## START Text extract
# Double points...



## Jim G. (Sep 1, 2011)

Begining Sept. 7th thru Nov. 23rd, rail travel will earn double points. Check it out at AGR home page.


----------



## AmtrakBlue (Sep 1, 2011)

Jim G. said:


> Begining Sept. 7th thru Nov. 23rd, rail travel will earn double points. Check it out at AGR home page.


Does this include travel already booked?


----------



## Jim G. (Sep 1, 2011)

I think bonus points are earned on "travel" between the dates of the promotion, not when the tickets were purchased.


----------



## the_traveler (Sep 1, 2011)

If as in the past, then yes!


----------



## Pat Harper (Sep 1, 2011)

Wonderful! I had already booked a trip for Sept 14. This couldn't have come at a better time!


----------



## the_traveler (Sep 1, 2011)

And for those



paying



their rail to the Gathering, double points also!


----------



## Bob Dylan (Sep 1, 2011)

Remember you MUST sign up for the Double Points Promotion (there also is a 200 Bonus Point Acela Promo running!) to recieve the points, it's not automatic!

And Dave, youve taught lots of us that Paying! is to be avoided at all costs! :lol: :lol: :lol:


----------



## jmbgeg (Sep 1, 2011)

Jim G. said:


> Begining Sept. 7th thru Nov. 23rd, rail travel will earn double points. Check it out at AGR home page.


I am traveling the 3rd and 4th. The promo will not have started. :blink:


----------



## fredevad (Sep 1, 2011)

I was just looking at the "Buy Points" and also saw this...



> *Special offer: 50% more points!* Now there is even more reasons to top up your Amtrak Guest Rewards account! Automatically receive a 50% bonus the number of points purchased on purchases of at least 5,000 Amtrak Guest Rewards points between September 1 and September 30, 2011.


----------



## pennyk (Sep 1, 2011)

jimhudson said:


> Remember you MUST sign up for the Double Points Promotion (there also is a 200 Bonus Point Acela Promo running!) to recieve the points, it's not automatic!
> 
> And Dave, youve taught lots of us that Paying! is to be avoided at all costs! :lol: :lol: :lol:


I am paying for my return trip from the gathering and am very happy to receive double points.


----------



## OlympianHiawatha (Sep 1, 2011)
## END Text extract
**Written instruction 1:** In the Amtrak double points thread, reproduce the part that opens with the words containing "I am traveling" and closes with "September 30, 2011.", swapping "Amtrak Guest Rewards" for "AGR".
**Written instruction 2:** Carry the Amtrak double points thread forward from its last line.
## START Excerpted records
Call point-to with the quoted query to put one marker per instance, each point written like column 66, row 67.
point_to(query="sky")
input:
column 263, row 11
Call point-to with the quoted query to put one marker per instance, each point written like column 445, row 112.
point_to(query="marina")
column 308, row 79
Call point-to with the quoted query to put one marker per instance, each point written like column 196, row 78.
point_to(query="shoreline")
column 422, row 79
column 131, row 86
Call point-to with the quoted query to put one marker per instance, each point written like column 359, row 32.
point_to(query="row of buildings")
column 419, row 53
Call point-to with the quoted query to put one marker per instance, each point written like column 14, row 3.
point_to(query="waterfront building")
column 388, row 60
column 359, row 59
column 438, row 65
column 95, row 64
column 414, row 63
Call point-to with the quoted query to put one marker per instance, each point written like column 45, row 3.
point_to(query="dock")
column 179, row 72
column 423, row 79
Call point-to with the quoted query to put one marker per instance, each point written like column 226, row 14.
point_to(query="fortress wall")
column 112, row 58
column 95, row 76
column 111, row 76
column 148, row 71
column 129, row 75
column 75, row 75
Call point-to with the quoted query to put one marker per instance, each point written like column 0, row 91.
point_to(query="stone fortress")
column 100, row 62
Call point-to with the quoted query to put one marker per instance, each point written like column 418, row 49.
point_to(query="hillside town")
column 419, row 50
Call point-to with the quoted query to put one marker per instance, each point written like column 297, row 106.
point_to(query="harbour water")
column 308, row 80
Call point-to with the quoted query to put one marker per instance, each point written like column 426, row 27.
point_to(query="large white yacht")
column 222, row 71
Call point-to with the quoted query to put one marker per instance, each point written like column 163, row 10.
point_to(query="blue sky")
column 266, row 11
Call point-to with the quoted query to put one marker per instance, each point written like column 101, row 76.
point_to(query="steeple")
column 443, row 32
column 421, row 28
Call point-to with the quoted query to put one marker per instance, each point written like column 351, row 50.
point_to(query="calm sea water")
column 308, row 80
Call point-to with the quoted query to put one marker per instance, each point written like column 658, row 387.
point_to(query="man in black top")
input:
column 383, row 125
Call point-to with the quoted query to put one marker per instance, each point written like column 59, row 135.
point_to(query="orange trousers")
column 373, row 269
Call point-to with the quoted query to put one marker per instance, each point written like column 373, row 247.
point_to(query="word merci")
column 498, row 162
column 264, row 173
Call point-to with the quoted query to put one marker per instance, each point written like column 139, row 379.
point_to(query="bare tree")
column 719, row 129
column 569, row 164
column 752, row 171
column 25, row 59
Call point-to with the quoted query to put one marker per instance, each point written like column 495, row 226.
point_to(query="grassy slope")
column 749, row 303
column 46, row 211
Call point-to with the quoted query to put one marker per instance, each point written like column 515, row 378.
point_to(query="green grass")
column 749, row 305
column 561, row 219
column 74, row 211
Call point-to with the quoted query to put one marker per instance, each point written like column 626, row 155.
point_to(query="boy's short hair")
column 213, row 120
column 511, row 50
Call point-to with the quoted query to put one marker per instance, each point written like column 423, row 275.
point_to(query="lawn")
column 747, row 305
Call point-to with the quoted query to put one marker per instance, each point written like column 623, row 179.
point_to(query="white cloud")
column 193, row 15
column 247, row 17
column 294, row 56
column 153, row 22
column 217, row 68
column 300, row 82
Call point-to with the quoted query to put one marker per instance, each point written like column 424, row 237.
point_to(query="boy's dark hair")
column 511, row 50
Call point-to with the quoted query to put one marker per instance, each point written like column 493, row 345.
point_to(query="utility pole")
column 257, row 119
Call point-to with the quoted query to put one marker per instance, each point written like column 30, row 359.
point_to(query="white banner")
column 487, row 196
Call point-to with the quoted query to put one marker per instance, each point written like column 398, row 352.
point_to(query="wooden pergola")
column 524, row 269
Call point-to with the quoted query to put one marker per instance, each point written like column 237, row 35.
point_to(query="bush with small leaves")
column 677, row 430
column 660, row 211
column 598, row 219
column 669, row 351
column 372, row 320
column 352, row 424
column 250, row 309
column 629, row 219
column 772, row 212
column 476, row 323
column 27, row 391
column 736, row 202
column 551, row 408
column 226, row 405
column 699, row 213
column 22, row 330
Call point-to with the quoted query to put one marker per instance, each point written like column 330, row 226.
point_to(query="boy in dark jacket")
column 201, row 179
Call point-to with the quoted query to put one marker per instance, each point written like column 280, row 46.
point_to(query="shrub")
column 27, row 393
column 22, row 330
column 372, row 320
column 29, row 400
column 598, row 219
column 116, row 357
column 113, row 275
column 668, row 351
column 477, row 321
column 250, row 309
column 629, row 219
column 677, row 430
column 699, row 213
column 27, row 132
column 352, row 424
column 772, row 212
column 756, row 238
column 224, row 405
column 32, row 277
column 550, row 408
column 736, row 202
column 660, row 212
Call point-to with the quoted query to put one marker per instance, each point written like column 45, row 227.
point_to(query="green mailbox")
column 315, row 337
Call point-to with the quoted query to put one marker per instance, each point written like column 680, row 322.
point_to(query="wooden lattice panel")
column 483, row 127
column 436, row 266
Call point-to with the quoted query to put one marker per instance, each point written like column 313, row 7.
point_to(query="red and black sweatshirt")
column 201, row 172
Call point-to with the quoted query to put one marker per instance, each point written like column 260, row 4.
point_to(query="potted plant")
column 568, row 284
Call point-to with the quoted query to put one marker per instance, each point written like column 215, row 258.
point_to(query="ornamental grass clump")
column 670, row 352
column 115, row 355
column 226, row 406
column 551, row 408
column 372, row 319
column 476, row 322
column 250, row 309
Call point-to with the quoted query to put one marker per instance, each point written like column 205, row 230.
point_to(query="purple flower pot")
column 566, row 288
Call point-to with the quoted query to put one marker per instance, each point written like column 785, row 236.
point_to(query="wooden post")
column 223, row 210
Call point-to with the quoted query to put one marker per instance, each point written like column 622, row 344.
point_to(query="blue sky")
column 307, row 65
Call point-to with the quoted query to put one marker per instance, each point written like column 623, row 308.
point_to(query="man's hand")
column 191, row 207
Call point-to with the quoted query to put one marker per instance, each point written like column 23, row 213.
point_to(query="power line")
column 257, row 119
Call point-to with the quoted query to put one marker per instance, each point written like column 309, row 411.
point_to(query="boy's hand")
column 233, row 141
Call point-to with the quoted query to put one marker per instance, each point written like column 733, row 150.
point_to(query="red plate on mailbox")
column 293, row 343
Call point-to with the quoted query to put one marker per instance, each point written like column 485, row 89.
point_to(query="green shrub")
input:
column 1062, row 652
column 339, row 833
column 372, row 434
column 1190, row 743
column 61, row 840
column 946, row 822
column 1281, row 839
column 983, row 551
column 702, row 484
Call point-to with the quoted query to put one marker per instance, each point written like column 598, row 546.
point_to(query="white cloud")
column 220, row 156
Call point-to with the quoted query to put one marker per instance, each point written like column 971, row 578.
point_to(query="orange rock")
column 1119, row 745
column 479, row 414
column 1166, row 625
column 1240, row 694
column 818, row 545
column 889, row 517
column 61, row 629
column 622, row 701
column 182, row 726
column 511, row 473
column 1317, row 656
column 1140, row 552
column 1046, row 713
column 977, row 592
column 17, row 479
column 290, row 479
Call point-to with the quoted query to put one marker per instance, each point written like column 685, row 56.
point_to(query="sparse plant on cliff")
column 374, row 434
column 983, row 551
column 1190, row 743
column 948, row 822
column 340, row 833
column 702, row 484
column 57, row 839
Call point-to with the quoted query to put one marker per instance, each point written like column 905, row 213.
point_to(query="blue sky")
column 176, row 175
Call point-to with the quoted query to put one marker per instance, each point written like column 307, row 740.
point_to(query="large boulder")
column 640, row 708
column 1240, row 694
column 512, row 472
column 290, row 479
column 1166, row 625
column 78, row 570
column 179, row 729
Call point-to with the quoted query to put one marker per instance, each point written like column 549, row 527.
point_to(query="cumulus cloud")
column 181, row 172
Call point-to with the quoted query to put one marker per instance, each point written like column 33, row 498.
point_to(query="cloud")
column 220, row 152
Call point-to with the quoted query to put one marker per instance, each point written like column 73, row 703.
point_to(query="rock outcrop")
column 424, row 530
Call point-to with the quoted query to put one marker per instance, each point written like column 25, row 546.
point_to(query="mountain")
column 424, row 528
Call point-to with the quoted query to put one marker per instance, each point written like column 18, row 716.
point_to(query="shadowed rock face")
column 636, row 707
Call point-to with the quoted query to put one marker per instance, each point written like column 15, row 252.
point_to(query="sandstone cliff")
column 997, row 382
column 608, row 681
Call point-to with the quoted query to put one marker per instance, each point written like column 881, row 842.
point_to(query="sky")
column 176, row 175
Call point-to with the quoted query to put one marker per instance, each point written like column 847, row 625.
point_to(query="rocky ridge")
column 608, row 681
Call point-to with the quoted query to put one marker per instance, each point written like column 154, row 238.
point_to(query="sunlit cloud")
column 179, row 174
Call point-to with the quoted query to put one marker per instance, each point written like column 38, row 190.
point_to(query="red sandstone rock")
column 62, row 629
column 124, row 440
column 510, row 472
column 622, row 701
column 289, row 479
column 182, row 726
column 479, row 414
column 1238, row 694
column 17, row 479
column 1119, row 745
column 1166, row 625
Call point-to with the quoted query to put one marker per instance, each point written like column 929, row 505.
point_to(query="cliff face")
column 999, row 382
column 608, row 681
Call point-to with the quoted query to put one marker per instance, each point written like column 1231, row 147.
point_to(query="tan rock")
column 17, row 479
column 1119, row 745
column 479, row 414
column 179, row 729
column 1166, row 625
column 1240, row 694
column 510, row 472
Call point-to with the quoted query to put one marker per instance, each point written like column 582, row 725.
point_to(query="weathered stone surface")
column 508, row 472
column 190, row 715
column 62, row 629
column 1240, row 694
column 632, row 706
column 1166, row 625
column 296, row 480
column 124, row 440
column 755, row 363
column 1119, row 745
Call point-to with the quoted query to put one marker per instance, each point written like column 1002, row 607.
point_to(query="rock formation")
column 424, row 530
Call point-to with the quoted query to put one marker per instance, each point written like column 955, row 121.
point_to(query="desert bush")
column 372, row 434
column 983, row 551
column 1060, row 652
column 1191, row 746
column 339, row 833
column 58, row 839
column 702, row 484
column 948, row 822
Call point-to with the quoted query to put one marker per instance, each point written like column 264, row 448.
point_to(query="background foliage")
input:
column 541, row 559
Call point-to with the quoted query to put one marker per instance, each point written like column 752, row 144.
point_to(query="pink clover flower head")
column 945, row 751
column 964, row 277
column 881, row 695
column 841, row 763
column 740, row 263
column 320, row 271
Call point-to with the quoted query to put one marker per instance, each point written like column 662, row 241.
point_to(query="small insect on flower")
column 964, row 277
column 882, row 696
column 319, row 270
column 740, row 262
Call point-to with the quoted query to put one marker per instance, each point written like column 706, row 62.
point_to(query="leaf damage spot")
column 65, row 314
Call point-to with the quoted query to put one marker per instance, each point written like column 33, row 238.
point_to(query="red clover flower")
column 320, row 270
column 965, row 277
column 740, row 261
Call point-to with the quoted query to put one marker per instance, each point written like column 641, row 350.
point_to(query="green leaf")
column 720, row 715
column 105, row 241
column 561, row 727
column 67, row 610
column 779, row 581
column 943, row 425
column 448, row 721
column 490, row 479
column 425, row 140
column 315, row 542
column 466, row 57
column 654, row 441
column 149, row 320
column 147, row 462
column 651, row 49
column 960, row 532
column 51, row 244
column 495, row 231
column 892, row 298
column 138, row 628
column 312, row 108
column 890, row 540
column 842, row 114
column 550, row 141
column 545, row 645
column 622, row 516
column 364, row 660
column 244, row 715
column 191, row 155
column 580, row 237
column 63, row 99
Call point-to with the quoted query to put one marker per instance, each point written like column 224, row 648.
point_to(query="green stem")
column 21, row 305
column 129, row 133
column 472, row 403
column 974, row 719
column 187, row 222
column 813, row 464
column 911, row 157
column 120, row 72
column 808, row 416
## END Excerpted records
**Exercise answer 1:**
I am traveling the 3rd and 4th. The promo will not have started. :blink:


----------



## fredevad (Sep 1, 2011)

I was just looking at the "Buy Points" and also saw this...



> *Special offer: 50% more points!* Now there is even more reasons to top up your AGR account! Automatically receive a 50% bonus the number of points purchased on purchases of at least 5,000 AGR points between September 1 and September 30, 2011.

**Exercise answer 2:**
Looks like I'll be doing a few lunch runs down to FTW this Fall


----------



## Texan Eagle (Sep 1, 2011)

OlympianHiawatha said:


> Looks like I'll be doing a few lunch runs down to FTW this Fall


Me too, though from DAL. 400 points for $18, plus getting two Amtrak rides, is


----------



## The Davy Crockett (Sep 1, 2011)

Jim G. said:


> Begining Sept. 7th thru Nov. 23rd, rail travel will earn double points. Check it out at AGR home page.


THANKS for the heads up! With two LD trips already booked, I'll certainly be 'cashing in' on this!


----------



## OlympianHiawatha (Sep 1, 2011)

Texan Eagle said:


> OlympianHiawatha said:
> 
> 
> > Looks like I'll be doing a few lunch runs down to FTW this Fall
> ...


And they are doing 25% OFF _*Texas Eagle*_ as well this Fall


----------



## Misty. (Sep 1, 2011)

Texan Eagle said:


> OlympianHiawatha said:
> 
> 
> > Looks like I'll be doing a few lunch runs down to FTW this Fall
> ...


More like 400 points for $5 for me, if I don't count the other costs of wandering around between trains in ALN and whatever I end up doing before 40x heads back toward home, lol.


----------



## Rail Freak (Sep 1, 2011)

Jim G. said:


> Begining Sept. 7th thru Nov. 23rd, rail travel will earn double points. Check it out at AGR home page.


This is one of the reasons I appreciate this site!!!!

Thanx Jim


----------



## Dovecote (Sep 1, 2011)

jimhudson said:


> Remember you MUST sign up for the Double Points Promotion (there also is a 200 Bonus Point Acela Promo running!) to recieve the points, it's not automatic!
> 
> And Dave, youve taught lots of us that Paying! is to be avoided at all costs! :lol: :lol: :lol:


I just signed up for the Double Points Promotion on the AGR website but could not find any info on the Acela 200 bonus point promo. Where can I find out details of this promo?


----------



## Bob Dylan (Sep 1, 2011)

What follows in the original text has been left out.